WHAT TO DO: Every entry should be repeated exactly. Omit the pictures.
* Start RAW RECORDS *
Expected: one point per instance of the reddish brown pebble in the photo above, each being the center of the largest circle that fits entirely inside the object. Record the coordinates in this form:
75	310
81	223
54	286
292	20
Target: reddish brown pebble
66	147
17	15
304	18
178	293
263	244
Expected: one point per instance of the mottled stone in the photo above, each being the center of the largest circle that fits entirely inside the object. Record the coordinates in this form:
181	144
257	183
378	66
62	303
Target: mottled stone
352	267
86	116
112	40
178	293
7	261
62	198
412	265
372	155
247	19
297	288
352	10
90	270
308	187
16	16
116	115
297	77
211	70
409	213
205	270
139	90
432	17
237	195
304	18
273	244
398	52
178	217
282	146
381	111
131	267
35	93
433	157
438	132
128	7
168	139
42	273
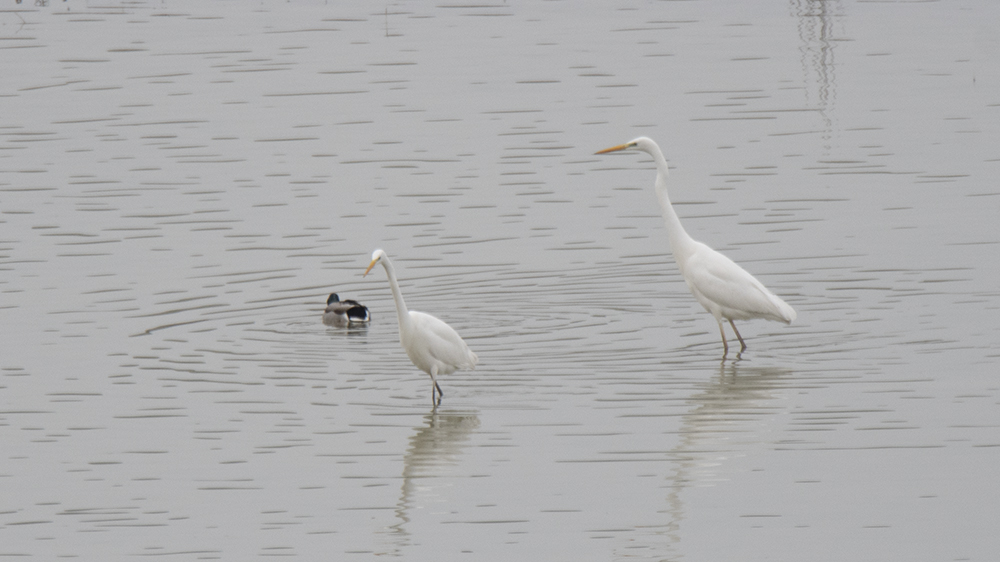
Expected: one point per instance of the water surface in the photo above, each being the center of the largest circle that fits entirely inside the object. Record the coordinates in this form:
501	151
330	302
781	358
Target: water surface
183	183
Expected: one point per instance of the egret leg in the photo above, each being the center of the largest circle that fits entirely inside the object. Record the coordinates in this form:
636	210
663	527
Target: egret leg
743	346
725	344
435	402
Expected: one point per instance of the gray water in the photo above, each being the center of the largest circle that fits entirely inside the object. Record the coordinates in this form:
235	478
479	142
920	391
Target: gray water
182	183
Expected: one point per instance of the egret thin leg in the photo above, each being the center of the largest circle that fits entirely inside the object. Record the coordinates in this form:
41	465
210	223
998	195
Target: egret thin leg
743	346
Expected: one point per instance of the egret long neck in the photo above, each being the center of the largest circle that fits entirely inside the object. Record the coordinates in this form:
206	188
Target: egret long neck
401	312
679	238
* End RAW RECORDS *
IN RESPONSE:
Expected: one point per instance of the reddish brown pebble in the photo above, each being the center of the largest circle that fits entirely inside the object. Record the coordinates in this form:
75	310
81	223
54	286
292	20
Target: reddish brown pebble
66	147
17	15
304	18
178	293
263	244
Expected: one point per instance of the mottled stone in the photo above, each being the center of the largest circle that fits entirely inside the object. Record the coordinates in this form:
181	144
257	183
378	66
62	303
Target: mottled stone
352	267
86	116
112	40
178	293
7	261
62	198
412	265
372	155
247	19
297	288
352	10
90	270
308	187
16	16
116	115
297	77
211	70
409	213
205	270
139	90
432	17
237	195
304	18
273	244
398	52
178	217
282	146
381	111
131	267
35	93
433	157
438	132
128	7
168	139
42	273
Expected: one point per instance of the water surface in the photo above, each being the center of the largest circle that fits entirely inside the object. Record the coordinates in this form:
501	151
330	302
781	358
Target: water surface
183	183
Expected: one point per instance of the egret leg in the photo above, each being the center of the largest circle that fits entirely inside the object. Record the coordinates in this form:
636	210
663	527
Target: egret leg
743	346
725	344
435	402
Expected: one point per instance of the gray water in the photo above, each being the center of the largest circle that fits entirely inside the object. Record the coordinates in this form:
235	478
479	142
920	391
Target: gray water
182	183
Expected: one point per instance of the egret thin leg in the photo above, each being the center of the largest circle that fits entirely inside the object. Record the coordinates in this form:
41	465
210	223
998	195
Target: egret thin leg
743	346
Expected: one point per instance of the egret long neck in the photo above, each being the center of the largest circle that fits entirely inside the object. Record the coordinates in this form:
206	188
Target: egret long neck
401	312
679	238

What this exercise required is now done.